Work item:
Could you repeat the records below exactly as written?

Extracted information:
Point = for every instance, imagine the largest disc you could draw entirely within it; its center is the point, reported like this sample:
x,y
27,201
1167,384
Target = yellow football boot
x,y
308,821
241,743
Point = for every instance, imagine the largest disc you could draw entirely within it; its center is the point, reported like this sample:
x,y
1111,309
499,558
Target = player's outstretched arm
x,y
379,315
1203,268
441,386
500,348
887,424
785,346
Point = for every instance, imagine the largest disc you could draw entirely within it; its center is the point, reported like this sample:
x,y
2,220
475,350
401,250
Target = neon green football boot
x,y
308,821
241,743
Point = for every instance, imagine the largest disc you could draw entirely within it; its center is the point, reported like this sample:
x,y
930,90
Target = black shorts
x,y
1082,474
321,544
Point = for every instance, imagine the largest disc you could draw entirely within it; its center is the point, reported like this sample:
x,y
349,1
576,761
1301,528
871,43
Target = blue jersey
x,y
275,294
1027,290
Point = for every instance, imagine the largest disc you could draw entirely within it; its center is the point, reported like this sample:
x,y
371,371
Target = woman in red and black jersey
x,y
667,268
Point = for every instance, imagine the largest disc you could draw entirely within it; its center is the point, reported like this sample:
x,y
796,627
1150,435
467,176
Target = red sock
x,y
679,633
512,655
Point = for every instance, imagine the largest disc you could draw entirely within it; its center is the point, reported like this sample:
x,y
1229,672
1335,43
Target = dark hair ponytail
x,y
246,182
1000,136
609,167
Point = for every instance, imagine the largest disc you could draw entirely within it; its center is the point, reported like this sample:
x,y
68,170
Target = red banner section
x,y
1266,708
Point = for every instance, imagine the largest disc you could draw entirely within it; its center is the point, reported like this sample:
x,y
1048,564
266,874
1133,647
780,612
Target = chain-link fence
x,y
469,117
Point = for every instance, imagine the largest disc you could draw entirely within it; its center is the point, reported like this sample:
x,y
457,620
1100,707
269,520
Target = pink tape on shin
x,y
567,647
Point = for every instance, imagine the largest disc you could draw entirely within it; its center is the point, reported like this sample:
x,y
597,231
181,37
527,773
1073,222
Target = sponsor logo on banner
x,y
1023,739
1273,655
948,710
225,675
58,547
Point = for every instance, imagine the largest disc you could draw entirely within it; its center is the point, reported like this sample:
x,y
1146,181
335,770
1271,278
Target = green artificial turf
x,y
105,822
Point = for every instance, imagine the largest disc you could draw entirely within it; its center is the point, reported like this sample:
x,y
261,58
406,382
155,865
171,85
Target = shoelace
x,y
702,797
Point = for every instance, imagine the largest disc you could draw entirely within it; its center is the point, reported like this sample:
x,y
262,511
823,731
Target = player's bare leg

Result:
Point = for every instance, imagine the largest disc you could draw entirely within it; its center is the point, reported like this sample:
x,y
27,201
1167,384
Target = yellow football boot
x,y
308,821
241,743
Point = for every instance, imagine the largest disc you could draw entirely within it; its center is the point, reported like this sample:
x,y
1111,309
499,558
Target = player's outstretched arm
x,y
379,315
1203,268
441,386
500,348
887,424
785,346
Point = for every instance, imagine the largest disc you could draw entirely within it; its center is the point, reported like this sample:
x,y
2,220
475,350
401,250
Target = neon green football boot
x,y
308,821
241,743
Point = for every instance, imagine the largest disc you could draw entirely within it; its center is the point, reported like this sample:
x,y
930,90
Target = black shorts
x,y
1082,474
321,544
Point = for every instance, imagine the largest disc you could draw entirely within it; its center is the point, reported like this sample:
x,y
349,1
576,761
1301,528
871,43
Target = blue jersey
x,y
275,294
1027,290
Point = for every instance, imagine the largest disc you could draw entirely within it; its center is the point, reported like this sample:
x,y
371,371
Target = woman in red and black jersey
x,y
667,268
Point = for every instance, imagine the largest disc you could draw entirely within it; its center is the point, reported like this sample:
x,y
796,627
1150,435
467,176
Target = red sock
x,y
679,633
512,655
Point = for every instance, imagine the largest disc you could draw entirely within it; its center is the point, reported like this sample:
x,y
1229,672
1335,43
Target = dark hair ponytail
x,y
246,182
1000,136
609,167
Point = for every instance, imagine the largest disc you could draw entirely within it; its center is the point, reported like this sample:
x,y
68,170
Target = red banner section
x,y
1266,708
Point = for every instance, imagine the largest disc you could draw entirely within it; its center is the point, reported like this sample:
x,y
1048,564
266,874
1133,647
780,612
Target = chain-link fence
x,y
469,117
Point = for every instance, imagine the largest disc you could draw entirely within it; its center is the point, reported like this sample:
x,y
457,620
1100,707
269,520
Target = pink tape on shin
x,y
567,647
Point = for every instance, imagine the largest disc you could draw entirely within it; its center is the point, reported like this sample:
x,y
597,231
181,37
527,773
1073,222
Target = sponsor logo on banner
x,y
1023,739
1273,655
948,710
225,675
58,547
Point = for every instance, imagine the largest disc you could draw entirely within it; its center is the point, reported like this sample:
x,y
1146,181
335,770
1271,278
Target = green artificial turf
x,y
105,822
Point = for every instance, imagine the largest disc you could draw entirely within it; its center is the point, reported like this sample:
x,y
261,58
406,382
155,865
171,85
Target = shoelace
x,y
702,797
Point = for every instance, imagine the largest disc you could draw entirely within it; its center is the point, reported like this sample:
x,y
262,511
823,731
Target = player's bare leg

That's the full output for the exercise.